_Problems_.
1. Retype the savings article from "Here’s an example" to "50% increase in net worth.".
2. List every percentage figure that appears in the savings article.

_Extracted text_.
** Start **

The Wise Charlie Munger:


At a Berkshire Hathaway shareholder meeting in the 90’s, a young guy asked Charlie Munger his advice on creating wealth. He said his net worth was not increasing as fast as he’d like.

Charlie Munger responded, “The first 100,000 is tough, but you gotta do it.”

Then he goes on to say, “I don’t care what you have to do—if it means walking everywhere and not eating anything that wasn’t purchased with a coupon, find a way to get your hands on $100,000. After that, you can ease off the gas a little bit.”


Chasing Your First $100K:


I’m also chasing my first $100K and can definitely say it’s tough. I say it’s tough, but in reality it’s probably tougher because of my lack of patience rather than the actual difficulty. Especially after developing good habits around saving, earning and investing.

So why does $100K feel so far away? Why does it feel like it’ll take forever?

Because when you don’t have much money, the majority of increases in your net worth come from your savings rate, not investment returns, so your money isn’t working for you as much.


Here’s an example to help explain the numbers:


Let’s say your net worth is $10,000, and it’s all invested in the stock market. If you have a healthy return of 10% that year,  you’ve gained $1,000 increase in net worth.

Ultimately, $1,000 gain is not much.

However, if you get a roommate and your rent lowers by $300 a month, you’ll save $3,600 a year.

$3,600 savings is a 36% increase in your net worth.

And if you can get a $5K raise, that’s a 50% increase in net worth.


Savings Rate > Investment Returns (In the Beginning):


In the beginning, when you’re trying to reach $100K quickly, you need to do whatever you can to spend less and earn more, because your savings rate is much more important than investment returns.

While a lot of people focus on their investment returns, this effort usually doesn’t pay off until you’ve accumulated a good amount of wealth.

In the meantime, saving a few hundred a month on rent or buying a used car with cash, can mean huge relative increases to your net worth that will beat the market every time.

While reaching $100K seems difficult, the journey will teach you good saving habits that will propel you through the next tough challenge – taking $100K to $1M.

** End **

_Stored records_.
** Start **

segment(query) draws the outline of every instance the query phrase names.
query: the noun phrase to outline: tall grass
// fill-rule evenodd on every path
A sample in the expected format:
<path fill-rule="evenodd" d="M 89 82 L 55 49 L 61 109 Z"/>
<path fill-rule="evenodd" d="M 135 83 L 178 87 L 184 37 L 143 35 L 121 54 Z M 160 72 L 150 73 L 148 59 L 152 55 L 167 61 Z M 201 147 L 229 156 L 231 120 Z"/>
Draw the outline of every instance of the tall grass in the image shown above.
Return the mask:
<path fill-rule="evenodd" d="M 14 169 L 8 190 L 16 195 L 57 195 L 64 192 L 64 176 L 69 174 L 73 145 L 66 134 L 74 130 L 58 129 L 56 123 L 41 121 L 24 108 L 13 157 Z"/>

** End **
** Start **

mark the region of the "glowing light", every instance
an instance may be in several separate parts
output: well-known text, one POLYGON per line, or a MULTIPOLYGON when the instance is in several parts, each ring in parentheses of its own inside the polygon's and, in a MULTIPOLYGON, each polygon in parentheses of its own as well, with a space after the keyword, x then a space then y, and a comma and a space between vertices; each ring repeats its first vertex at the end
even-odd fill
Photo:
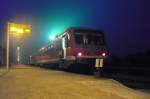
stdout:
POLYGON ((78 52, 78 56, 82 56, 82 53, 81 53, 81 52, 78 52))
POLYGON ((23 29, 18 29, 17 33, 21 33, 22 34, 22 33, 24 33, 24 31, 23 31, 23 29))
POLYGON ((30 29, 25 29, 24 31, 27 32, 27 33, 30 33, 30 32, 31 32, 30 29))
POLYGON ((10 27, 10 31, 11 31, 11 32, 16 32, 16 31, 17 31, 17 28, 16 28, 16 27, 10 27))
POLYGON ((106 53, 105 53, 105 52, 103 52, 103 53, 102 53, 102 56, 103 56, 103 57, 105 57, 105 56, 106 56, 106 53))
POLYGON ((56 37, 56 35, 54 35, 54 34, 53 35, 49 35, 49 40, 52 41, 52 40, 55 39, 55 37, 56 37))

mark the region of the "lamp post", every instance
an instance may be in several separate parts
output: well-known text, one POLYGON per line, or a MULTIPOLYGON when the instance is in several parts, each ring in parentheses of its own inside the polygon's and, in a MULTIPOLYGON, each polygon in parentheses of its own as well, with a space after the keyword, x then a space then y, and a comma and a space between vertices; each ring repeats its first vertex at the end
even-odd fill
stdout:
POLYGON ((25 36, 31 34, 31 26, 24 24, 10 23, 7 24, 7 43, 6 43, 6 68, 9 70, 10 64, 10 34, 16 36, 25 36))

** End **

_Answers to the tasks_.
1.
Here’s an example to help explain the numbers:


Let’s say your net worth is $10,000, and it’s all invested in the stock market. If you have a healthy return of 10% that year,  you’ve gained $1,000 increase in net worth.

Ultimately, $1,000 gain is not much.

However, if you get a roommate and your rent lowers by $300 a month, you’ll save $3,600 a year.

$3,600 savings is a 36% increase in your net worth.

And if you can get a $5K raise, that’s a 50% increase in net worth.

2. 10%, 36%, 50%